Every line from the line containing "the white plate." through the final line below is to be repeated exactly; no other line is.

[Pointing records]
============

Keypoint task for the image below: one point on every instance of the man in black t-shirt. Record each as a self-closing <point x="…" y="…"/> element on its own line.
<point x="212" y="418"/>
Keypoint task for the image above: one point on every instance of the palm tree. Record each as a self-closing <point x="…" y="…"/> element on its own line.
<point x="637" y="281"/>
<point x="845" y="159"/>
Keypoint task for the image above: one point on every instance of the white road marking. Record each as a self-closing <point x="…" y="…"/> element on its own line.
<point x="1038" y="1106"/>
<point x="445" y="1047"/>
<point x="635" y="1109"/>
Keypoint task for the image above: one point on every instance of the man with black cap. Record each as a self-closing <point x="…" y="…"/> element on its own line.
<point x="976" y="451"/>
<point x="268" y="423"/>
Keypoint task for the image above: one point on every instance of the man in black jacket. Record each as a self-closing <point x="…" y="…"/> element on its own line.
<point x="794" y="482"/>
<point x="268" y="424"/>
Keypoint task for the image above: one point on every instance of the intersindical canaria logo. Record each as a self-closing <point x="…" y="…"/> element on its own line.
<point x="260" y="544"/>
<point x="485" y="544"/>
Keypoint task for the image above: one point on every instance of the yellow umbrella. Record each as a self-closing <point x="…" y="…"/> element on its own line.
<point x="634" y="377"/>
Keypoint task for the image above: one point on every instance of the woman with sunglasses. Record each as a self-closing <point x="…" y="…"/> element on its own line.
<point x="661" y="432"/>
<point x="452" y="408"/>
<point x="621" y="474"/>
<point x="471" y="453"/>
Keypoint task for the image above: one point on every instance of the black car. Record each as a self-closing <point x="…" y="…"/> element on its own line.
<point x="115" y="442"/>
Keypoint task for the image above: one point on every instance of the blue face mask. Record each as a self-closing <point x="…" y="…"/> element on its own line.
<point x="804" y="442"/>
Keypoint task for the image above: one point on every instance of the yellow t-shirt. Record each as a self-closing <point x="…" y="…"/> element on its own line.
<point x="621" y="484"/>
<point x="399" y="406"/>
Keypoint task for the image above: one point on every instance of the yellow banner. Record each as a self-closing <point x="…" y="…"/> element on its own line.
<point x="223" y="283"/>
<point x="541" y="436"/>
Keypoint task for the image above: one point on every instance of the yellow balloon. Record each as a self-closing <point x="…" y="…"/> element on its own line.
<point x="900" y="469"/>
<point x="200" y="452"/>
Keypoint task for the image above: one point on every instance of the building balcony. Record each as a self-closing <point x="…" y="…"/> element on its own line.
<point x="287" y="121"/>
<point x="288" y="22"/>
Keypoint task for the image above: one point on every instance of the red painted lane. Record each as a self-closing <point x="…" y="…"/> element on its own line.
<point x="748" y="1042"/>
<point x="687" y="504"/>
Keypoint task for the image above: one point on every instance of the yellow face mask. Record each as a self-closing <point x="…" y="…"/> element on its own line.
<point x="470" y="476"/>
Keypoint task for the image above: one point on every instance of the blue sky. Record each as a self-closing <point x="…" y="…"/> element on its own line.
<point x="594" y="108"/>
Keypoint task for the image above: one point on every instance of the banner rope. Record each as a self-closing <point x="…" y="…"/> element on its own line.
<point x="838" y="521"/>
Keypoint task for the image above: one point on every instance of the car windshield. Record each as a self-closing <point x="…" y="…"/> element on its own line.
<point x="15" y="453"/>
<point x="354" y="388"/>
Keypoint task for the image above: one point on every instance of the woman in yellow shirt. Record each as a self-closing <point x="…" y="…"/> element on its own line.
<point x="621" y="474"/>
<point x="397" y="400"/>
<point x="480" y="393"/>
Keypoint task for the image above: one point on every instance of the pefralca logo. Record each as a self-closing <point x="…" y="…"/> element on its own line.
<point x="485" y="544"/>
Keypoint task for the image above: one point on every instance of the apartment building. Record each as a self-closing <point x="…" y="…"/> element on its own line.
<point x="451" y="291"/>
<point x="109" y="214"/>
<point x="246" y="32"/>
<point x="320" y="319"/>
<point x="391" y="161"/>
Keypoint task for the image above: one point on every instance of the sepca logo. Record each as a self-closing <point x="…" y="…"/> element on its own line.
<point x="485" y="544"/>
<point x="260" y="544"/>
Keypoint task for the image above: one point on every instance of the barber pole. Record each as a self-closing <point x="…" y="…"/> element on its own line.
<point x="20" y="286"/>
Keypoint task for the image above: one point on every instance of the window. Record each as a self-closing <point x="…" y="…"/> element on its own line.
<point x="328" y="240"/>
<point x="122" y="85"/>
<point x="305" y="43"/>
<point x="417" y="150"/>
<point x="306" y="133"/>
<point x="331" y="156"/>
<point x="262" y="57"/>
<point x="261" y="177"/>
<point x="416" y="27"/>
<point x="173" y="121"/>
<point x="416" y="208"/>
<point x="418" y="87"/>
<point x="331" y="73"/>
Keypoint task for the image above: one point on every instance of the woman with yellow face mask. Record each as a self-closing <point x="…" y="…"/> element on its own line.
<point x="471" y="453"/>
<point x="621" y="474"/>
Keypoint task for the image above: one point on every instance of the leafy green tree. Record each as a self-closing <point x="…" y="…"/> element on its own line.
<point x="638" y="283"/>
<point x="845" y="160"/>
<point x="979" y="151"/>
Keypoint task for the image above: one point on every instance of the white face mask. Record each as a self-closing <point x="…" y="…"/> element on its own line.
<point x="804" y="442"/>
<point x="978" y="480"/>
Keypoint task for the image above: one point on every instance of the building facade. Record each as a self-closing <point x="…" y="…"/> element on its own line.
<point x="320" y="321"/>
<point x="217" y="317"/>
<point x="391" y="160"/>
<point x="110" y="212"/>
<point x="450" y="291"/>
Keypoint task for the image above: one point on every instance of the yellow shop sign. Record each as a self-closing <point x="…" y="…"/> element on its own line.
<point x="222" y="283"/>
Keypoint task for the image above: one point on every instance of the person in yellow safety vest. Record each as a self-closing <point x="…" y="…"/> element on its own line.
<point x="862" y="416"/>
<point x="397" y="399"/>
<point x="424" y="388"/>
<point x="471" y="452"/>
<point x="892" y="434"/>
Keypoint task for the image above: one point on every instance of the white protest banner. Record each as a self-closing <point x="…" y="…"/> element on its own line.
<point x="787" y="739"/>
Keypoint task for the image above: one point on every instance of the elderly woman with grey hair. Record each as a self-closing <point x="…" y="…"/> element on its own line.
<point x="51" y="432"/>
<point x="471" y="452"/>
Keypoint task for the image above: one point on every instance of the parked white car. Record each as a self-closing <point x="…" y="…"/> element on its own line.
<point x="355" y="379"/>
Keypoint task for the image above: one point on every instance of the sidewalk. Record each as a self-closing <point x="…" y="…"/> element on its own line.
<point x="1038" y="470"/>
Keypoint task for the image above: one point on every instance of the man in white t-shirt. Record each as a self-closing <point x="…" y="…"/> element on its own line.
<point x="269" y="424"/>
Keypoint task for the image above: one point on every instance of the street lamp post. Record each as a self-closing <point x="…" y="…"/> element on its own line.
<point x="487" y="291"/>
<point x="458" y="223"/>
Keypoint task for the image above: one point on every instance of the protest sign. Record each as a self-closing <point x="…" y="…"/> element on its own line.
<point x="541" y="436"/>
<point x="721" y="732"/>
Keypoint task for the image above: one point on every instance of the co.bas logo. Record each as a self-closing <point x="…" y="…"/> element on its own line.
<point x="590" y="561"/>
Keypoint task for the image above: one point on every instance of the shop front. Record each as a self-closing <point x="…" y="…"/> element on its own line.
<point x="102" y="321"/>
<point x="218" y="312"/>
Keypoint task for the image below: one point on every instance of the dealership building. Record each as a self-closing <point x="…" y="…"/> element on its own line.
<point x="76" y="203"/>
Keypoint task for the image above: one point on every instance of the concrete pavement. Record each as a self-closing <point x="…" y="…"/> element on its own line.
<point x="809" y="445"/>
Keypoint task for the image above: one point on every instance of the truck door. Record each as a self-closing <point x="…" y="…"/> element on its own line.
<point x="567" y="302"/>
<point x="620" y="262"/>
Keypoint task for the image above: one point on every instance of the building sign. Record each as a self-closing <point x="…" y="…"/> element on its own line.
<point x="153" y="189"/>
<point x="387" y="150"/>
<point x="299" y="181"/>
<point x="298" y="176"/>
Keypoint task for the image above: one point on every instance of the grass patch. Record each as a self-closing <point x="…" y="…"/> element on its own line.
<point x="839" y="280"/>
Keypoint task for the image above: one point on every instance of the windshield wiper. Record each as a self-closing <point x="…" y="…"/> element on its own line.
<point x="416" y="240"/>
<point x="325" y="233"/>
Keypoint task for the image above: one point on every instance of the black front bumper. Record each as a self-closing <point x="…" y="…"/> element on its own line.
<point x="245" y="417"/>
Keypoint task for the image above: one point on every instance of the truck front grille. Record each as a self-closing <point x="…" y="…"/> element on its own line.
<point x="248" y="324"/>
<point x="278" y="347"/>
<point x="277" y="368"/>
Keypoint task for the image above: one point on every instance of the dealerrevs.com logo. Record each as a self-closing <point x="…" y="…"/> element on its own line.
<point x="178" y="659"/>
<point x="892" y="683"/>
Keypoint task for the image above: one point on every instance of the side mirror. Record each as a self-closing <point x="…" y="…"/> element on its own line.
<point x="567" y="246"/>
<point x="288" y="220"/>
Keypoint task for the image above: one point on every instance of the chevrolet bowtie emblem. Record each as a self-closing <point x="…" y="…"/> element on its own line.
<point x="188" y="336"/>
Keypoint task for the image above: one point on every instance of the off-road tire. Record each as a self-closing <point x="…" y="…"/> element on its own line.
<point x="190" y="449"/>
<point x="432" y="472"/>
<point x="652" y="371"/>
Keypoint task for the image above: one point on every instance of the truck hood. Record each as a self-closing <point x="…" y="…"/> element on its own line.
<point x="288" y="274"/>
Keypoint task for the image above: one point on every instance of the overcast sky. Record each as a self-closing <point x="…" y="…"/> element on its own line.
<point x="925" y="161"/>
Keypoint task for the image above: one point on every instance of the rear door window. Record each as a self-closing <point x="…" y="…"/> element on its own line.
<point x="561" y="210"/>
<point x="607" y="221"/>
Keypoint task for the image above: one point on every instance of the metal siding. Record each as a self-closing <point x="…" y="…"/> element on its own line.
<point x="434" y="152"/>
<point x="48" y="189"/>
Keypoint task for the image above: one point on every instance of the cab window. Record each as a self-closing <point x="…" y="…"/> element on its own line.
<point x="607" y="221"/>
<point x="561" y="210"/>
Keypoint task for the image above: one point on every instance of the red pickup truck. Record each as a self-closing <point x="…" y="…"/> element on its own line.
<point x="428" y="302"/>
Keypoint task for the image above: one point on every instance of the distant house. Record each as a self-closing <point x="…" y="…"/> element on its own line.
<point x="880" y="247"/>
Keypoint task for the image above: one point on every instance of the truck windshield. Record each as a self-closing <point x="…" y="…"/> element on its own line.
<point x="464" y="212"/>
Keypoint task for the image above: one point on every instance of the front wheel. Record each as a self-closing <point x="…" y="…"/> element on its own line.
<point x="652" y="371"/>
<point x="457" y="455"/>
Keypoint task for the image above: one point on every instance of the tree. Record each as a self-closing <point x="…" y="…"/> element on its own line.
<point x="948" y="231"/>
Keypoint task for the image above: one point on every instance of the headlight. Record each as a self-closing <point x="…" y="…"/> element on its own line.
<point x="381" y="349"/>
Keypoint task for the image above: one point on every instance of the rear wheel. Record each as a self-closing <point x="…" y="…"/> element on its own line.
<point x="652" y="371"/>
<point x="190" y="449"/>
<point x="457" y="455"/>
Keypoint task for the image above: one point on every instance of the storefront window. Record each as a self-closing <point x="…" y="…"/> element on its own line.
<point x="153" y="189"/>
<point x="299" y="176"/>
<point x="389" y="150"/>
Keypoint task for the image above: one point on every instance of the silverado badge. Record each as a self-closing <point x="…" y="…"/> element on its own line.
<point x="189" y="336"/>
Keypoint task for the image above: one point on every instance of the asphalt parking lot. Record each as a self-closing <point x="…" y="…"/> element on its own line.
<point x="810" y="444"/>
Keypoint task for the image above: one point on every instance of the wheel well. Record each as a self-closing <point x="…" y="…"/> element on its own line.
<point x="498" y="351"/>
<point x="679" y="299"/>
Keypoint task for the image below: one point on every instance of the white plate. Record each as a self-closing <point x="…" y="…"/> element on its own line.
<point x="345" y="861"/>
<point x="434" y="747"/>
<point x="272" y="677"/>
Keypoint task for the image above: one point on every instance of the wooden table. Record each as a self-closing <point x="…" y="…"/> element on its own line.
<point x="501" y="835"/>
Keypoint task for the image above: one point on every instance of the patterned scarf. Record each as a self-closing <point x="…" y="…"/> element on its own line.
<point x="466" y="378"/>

============

EXERCISE RESPONSE |
Keypoint task for the image below: one point on every instance of the white plate. Record each as a self-closing <point x="…" y="…"/> element on its own line.
<point x="345" y="861"/>
<point x="434" y="747"/>
<point x="272" y="677"/>
Keypoint task for the image above: one point on every instance of the wooden table. Record each as a self-closing <point x="…" y="…"/> element on its own line.
<point x="501" y="835"/>
Keypoint task for the image above: one point on every instance of the patterned scarf. Record each as a self-closing <point x="…" y="…"/> element on its own line.
<point x="466" y="378"/>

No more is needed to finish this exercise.